Text passage.

'''

Summary

This article is for intermediate level readers. It introduces the following concepts: Range sum query, Sqrt decomposition, Segment tree.

Solution

Approach #1 (Naive) [Time Limit Exceeded]

Algorithm

A trivial solution for Range Sum Query - RSQ(i, j) is to iterate the array from index $$i$$ to $$j$$ and sum each element.

Java

private int[] nums;
public int sumRange(int i, int j) {
    int sum = 0;
    for (int l = i; l <= j; l++) {
        sum += data[l];
    }
    return sum;
}

public int update(int i, int val) {
    nums[i] = val;
}
// Time Limit Exceeded

Complexity Analysis

• Time complexity : $$O(n)$$ - range sum query, $$O(1)$$ - update query

  For range sum query we access each element from the array for constant time and in the worst case we access $$n$$ elements. Therefore time complexity is $$O(n)$$ . Time complexity of update query is $$O(1)$$ .

• Space complexity : $$O(1)$$ .

Approach #2 (Sqrt decomposition) [Accepted]

Intuition

The idea is to split the array in blocks with length of $$\sqrt{n}$$ . Then we calculate the sum of each block and store it in auxiliary memory b. To query RSQ(i, j), we will add the sums of all the blocks lying inside and those that partially overlap with range $$[i \ldots j]$$ .

Algorithm

Figure 1. Range sum query using SQRT decomposition.

In the example above, the array nums's length is 9, which is split into blocks of size $$\sqrt{9}$$ . To get RSQ(1, 7) we add b[1]. It stores the sum of range [3, 5] and partially sums from block 0 and block 2, which are overlapping boundary blocks.

Java

private int[] b;
private int len;
private int[] nums;

public NumArray(int[] nums) {
    this.nums = nums;
    double l = Math.sqrt(nums.length);
    len = (int) Math.ceil(nums.length/l);
    b = new int [len];
    for (int i = 0; i < nums.length; i++)
        b[i / len] += nums[i];
}

public int sumRange(int i, int j) {
    int sum = 0;
    int startBlock = i / len;
    int endBlock = j / len;
    if (startBlock == endBlock) {
        for (int k = i; k <= j; k++)
            sum += nums[k];
    } else {
        for (int k = i; k <= (startBlock + 1) * len - 1; k++)
            sum += nums[k];
        for (int k = startBlock + 1; k <= endBlock - 1; k++)

'''

Information supplied.

'''

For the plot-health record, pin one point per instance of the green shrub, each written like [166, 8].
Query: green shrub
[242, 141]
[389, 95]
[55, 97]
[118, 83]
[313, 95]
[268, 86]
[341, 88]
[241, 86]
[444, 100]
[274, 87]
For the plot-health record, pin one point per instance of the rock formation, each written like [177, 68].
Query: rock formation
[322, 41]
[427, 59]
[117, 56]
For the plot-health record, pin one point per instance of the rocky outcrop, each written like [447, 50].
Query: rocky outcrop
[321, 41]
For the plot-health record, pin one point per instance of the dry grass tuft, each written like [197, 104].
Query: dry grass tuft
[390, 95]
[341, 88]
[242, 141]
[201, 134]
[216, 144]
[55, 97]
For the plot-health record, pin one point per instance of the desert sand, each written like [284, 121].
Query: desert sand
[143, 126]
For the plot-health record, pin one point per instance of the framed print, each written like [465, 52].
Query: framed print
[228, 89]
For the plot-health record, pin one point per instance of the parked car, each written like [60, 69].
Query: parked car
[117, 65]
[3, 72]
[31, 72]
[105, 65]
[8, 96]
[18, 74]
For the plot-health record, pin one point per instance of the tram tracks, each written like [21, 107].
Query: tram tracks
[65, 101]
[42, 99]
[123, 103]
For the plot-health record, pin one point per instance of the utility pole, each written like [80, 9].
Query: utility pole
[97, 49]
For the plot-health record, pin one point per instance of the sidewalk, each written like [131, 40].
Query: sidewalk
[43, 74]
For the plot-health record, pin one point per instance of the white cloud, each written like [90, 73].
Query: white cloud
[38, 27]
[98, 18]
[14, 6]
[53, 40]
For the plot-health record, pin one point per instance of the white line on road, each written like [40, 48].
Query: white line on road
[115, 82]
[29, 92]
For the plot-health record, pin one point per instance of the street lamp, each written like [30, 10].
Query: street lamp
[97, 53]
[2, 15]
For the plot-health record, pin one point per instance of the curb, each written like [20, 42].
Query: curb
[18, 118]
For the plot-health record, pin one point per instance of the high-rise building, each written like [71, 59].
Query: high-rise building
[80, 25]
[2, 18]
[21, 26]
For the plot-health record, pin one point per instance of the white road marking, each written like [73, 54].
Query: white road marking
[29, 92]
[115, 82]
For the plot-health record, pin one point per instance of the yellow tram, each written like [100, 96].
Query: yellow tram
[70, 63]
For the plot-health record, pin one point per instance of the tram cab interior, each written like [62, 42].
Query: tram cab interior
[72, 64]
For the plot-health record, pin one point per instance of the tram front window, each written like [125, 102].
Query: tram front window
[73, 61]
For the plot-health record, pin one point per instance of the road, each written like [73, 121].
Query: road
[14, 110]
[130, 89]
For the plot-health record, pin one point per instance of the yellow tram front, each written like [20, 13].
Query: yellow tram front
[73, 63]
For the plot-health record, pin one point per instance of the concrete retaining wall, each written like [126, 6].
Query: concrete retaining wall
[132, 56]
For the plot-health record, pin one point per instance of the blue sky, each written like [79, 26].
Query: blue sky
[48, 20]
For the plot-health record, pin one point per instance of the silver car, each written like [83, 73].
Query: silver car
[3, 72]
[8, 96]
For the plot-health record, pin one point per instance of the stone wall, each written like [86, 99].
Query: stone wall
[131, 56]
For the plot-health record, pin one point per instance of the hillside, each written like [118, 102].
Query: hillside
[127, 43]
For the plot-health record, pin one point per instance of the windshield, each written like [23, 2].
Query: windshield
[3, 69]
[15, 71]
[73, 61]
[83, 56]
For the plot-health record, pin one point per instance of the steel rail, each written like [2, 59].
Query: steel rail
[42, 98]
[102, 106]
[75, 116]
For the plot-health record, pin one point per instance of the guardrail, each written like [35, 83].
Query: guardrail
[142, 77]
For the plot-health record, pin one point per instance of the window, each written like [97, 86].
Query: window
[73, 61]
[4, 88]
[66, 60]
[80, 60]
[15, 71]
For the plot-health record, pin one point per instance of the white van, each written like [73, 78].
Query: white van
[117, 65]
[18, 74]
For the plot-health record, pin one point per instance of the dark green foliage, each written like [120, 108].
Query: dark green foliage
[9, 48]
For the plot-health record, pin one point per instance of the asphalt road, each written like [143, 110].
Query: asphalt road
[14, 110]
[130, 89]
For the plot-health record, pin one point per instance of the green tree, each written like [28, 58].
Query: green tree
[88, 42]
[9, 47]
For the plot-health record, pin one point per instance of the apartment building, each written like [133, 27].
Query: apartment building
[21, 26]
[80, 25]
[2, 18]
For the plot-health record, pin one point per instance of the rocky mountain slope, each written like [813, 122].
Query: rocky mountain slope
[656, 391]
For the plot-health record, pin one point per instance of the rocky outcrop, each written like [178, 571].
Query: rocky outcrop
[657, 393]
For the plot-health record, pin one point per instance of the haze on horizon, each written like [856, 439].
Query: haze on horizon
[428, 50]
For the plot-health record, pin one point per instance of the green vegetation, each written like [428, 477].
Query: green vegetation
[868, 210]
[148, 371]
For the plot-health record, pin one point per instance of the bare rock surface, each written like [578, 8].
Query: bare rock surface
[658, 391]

'''

What you will do.
(1) Reproduce the passage of the range sum query article starting with "private int[] b;" and going on through "< nums.length; i++)".
(2) Continue the range sum query article from where it stops, not the entries.

Final results.
(1)
private int[] b;
private int len;
private int[] nums;

public NumArray(int[] nums) {
    this.nums = nums;
    double l = Math.sqrt(nums.length);
    len = (int) Math.ceil(nums.length/l);
    b = new int [len];
    for (int i = 0; i < nums.length; i++)

(2)
            sum += b[k];
        for (int k = endBlock * len; k <= j; k++)
            sum += nums[k];
    }
    return sum;
}

public void update(int i, int val) {
    int b_l = i / len;
    b[b_l] = b[b_l] - nums[i] + val;
    nums[i] = val;
}
// Accepted

Complexity Analysis

• Time complexity : $$O(n)$$ - preprocessing, $$O(\sqrt{n})$$ - range sum query, $$O(1)$$ - update query

  For range sum query in the worst-case scenario we have to sum approximately $$3 \sqrt{n}$$ elements. In this case the range includes $$\sqrt{n} - 2$$ blocks, which total sum costs $$\sqrt{n} - 2$$ operations. In addition to this we have to add the sum of the two boundary blocks. This takes another $$2 (\sqrt{n} - 1)$$ operations. The total amount of operations is around $$3 \sqrt{n}$$ .

• Space complexity : $$O(\sqrt{n})$$ .

  We need additional $$\sqrt{n}$$ memory to store all block sums.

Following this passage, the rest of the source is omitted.